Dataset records
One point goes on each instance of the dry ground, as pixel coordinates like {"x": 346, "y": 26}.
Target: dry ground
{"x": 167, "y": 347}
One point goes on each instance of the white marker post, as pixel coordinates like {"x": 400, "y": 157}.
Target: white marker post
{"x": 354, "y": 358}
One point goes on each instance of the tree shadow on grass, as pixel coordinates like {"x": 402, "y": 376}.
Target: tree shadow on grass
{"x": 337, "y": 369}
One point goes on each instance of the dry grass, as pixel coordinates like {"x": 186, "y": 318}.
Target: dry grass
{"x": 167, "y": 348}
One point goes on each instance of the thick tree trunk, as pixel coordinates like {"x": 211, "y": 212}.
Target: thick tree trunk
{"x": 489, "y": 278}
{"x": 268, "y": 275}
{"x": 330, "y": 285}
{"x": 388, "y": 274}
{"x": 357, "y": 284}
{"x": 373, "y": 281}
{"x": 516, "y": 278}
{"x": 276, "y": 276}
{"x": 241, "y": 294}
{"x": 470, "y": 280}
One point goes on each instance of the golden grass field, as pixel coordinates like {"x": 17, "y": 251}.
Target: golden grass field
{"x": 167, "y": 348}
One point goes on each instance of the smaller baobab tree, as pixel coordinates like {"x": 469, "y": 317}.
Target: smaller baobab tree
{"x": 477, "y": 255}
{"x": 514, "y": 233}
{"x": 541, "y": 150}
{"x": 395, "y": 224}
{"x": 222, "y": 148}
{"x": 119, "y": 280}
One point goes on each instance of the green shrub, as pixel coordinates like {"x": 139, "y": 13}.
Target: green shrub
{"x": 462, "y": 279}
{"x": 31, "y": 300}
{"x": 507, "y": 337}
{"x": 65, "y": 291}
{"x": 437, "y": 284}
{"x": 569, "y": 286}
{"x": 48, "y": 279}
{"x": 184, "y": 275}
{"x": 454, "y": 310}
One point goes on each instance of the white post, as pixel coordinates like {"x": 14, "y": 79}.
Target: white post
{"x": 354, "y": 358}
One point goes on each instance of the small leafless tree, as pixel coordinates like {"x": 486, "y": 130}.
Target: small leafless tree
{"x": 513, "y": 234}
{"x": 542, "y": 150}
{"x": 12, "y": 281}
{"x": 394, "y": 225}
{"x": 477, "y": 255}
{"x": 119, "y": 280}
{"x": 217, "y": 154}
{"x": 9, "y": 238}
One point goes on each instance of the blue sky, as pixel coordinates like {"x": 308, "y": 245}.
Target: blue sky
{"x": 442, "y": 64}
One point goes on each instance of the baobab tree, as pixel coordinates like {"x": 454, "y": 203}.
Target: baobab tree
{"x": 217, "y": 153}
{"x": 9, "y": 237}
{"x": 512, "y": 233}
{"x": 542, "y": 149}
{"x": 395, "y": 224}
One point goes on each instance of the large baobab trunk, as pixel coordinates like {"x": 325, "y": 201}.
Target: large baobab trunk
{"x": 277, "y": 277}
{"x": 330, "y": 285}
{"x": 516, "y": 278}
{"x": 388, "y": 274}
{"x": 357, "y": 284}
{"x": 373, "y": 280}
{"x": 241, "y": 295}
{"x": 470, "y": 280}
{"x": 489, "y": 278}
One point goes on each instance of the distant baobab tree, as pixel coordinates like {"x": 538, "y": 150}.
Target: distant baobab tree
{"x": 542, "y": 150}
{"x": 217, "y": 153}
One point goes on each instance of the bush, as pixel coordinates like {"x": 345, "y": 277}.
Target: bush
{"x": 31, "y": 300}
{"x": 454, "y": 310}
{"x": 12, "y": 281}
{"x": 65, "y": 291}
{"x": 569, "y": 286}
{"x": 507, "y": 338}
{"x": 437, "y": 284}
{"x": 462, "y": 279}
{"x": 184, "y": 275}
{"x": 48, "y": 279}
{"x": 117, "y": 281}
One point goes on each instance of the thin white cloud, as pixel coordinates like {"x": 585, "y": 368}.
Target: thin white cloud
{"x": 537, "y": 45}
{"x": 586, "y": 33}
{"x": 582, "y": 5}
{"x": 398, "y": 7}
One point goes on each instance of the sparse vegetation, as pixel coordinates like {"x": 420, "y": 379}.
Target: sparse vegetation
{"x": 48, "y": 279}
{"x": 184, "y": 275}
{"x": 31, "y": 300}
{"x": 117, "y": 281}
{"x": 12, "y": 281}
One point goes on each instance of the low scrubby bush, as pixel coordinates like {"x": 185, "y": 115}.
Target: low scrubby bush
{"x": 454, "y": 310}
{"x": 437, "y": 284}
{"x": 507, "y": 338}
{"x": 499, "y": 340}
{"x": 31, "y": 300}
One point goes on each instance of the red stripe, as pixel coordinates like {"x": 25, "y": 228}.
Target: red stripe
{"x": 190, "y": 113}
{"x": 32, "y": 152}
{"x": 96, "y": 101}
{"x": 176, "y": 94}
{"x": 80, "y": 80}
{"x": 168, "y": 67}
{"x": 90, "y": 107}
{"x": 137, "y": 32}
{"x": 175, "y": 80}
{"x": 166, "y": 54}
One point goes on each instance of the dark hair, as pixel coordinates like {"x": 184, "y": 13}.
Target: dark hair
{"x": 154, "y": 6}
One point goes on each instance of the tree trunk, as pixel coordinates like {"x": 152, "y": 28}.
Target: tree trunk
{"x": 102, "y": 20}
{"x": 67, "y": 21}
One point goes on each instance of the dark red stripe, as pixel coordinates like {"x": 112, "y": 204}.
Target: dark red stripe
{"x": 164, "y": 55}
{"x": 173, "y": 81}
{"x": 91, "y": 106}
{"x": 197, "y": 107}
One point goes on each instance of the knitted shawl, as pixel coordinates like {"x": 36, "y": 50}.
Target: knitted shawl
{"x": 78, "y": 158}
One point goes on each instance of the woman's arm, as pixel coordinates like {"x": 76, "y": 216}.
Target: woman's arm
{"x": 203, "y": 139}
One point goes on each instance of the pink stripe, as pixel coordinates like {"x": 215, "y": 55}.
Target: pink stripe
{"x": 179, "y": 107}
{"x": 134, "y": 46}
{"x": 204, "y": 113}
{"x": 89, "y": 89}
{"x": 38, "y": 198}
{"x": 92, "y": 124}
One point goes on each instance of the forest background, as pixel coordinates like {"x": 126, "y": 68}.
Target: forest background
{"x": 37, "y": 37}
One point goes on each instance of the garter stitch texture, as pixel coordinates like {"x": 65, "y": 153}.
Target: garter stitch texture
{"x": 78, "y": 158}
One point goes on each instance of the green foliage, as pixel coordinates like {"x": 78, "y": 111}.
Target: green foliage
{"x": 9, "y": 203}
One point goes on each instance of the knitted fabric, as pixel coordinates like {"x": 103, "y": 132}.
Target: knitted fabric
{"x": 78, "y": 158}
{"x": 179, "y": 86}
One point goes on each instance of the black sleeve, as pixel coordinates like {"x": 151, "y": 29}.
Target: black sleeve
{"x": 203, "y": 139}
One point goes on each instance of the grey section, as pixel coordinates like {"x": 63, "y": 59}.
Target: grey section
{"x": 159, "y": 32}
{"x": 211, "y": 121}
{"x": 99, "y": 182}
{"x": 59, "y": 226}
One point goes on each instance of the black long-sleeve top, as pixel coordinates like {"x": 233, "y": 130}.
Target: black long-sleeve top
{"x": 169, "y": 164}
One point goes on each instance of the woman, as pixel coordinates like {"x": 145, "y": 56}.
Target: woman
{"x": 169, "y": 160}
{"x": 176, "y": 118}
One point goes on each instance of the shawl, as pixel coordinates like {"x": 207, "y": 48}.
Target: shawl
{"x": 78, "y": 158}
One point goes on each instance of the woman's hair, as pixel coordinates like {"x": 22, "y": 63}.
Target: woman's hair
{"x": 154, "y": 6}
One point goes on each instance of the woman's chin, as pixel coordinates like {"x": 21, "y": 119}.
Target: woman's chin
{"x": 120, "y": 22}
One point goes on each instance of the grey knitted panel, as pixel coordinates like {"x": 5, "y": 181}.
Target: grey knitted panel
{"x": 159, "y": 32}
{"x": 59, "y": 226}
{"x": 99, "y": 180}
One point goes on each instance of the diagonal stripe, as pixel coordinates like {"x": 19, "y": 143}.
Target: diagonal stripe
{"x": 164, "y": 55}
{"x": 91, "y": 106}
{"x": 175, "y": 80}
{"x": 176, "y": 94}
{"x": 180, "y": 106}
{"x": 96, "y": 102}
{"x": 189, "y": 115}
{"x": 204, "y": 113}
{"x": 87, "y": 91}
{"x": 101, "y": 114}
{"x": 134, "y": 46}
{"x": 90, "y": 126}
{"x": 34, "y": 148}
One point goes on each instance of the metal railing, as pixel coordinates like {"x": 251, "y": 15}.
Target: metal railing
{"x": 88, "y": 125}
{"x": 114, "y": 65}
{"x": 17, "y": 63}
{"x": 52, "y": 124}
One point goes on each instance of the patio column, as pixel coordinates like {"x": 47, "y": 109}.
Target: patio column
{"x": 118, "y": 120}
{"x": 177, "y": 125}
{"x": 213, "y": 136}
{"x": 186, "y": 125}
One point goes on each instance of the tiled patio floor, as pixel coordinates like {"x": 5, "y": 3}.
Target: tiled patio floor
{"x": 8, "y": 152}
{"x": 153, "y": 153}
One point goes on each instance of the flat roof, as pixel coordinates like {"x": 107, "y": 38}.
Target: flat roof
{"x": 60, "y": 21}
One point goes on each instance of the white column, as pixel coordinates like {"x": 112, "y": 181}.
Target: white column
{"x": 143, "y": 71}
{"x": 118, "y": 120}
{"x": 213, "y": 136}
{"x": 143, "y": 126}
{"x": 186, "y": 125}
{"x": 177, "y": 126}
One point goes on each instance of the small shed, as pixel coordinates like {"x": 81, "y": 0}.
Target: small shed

* [THE EXERCISE] Take the lines from the one containing "One point goes on each instance of the woman's chin, as" to the last line of the material above and write them out exactly.

* [SOLUTION TO THIS PROBLEM]
One point goes on each instance of the woman's chin, as pixel coordinates like {"x": 21, "y": 119}.
Target: woman's chin
{"x": 120, "y": 22}
One point goes on each instance of the grey knitted panel, as pixel coordinates like {"x": 5, "y": 181}.
Target: grey knitted panel
{"x": 159, "y": 32}
{"x": 59, "y": 226}
{"x": 99, "y": 180}
One point goes on each instance of the diagonal stripe, as pixel coordinates like {"x": 19, "y": 143}.
Target: diagonal stripe
{"x": 164, "y": 55}
{"x": 91, "y": 106}
{"x": 175, "y": 80}
{"x": 176, "y": 94}
{"x": 180, "y": 106}
{"x": 96, "y": 102}
{"x": 189, "y": 115}
{"x": 204, "y": 113}
{"x": 87, "y": 91}
{"x": 101, "y": 114}
{"x": 134, "y": 46}
{"x": 90, "y": 126}
{"x": 34, "y": 148}
One point goes on each instance of the metal railing, as pixel coordinates like {"x": 251, "y": 15}.
Target: metal railing
{"x": 88, "y": 125}
{"x": 114, "y": 65}
{"x": 17, "y": 63}
{"x": 52, "y": 124}
One point goes on each instance of the patio column, as pixel coordinates like {"x": 47, "y": 109}.
Target: patio column
{"x": 118, "y": 120}
{"x": 177, "y": 125}
{"x": 213, "y": 136}
{"x": 186, "y": 125}
One point goes on each instance of the tiled patio floor, as pixel coordinates like {"x": 5, "y": 3}.
Target: tiled patio floor
{"x": 8, "y": 152}
{"x": 153, "y": 153}
One point goes on each instance of the flat roof, as pixel coordinates like {"x": 107, "y": 38}.
Target: flat roof
{"x": 60, "y": 21}
One point goes on each instance of the white column, as pixel coordinates like {"x": 112, "y": 181}.
Target: white column
{"x": 143, "y": 71}
{"x": 118, "y": 120}
{"x": 213, "y": 136}
{"x": 143, "y": 126}
{"x": 186, "y": 125}
{"x": 177, "y": 126}
One point goes on each instance of the small shed, as pixel coordinates like {"x": 81, "y": 0}.
Target: small shed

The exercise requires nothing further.